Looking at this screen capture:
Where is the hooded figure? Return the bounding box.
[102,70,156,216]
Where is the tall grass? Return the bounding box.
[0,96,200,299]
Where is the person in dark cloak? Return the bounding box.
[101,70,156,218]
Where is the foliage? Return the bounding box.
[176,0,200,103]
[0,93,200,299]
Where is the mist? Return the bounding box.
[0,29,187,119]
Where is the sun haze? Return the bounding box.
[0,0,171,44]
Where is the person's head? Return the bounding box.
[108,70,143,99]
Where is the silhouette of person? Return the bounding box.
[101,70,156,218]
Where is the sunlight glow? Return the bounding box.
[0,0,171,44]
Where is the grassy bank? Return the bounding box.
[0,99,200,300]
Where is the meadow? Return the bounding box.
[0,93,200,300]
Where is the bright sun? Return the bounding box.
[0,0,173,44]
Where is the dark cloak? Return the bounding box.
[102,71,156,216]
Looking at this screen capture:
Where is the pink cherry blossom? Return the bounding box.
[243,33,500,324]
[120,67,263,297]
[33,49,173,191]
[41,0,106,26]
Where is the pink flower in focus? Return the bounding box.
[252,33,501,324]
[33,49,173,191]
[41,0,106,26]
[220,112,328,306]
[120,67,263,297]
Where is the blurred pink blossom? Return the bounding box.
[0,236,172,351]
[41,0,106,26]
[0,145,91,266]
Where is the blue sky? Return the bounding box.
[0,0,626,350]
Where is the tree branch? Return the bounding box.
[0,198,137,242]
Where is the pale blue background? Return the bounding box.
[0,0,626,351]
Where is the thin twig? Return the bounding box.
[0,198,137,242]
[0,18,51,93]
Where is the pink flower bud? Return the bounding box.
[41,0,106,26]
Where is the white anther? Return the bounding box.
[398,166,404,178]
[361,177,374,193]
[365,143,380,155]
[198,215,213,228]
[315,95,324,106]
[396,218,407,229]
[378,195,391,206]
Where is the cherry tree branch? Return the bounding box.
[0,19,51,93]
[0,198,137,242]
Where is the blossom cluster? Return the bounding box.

- _CONSIGNE_: Ajoute 150 à chaque coordonnée donnée en réponse, de la ligne qui contient « Where is the pink flower in » jusqu'à la dernière ligne, puis réécris toutes ces lignes. Le reste de chaque ligne ne change pas.

- _TÂCHE RÉALISÉE_:
Where is the pink flower in focus? Return the bounding box.
[402,183,651,474]
[183,199,323,341]
[191,150,256,176]
[370,262,478,456]
[270,217,413,447]
Where is the blurred pink blossom? Return the bounding box.
[150,386,322,501]
[191,150,256,176]
[150,295,241,416]
Where is the blue sky? Return the bounding box.
[150,150,776,500]
Where is the tree branch? Return the bounding box.
[150,348,287,392]
Where is the pale blue background? Return the bounding box.
[150,150,776,501]
Where is the thin twig? Return the bounding box.
[150,348,287,392]
[150,168,201,243]
Where is the pink flower bud? Return the bounding box.
[191,150,256,176]
Where is the white anther? Return the bounding box.
[548,316,554,328]
[511,327,524,343]
[515,293,530,305]
[348,365,363,378]
[465,245,474,256]
[546,368,557,379]
[528,345,541,356]
Where is the cherry tree branch? Return the bounding box.
[150,169,201,243]
[150,348,287,392]
Where is the blossom cluster? Return the bounding box.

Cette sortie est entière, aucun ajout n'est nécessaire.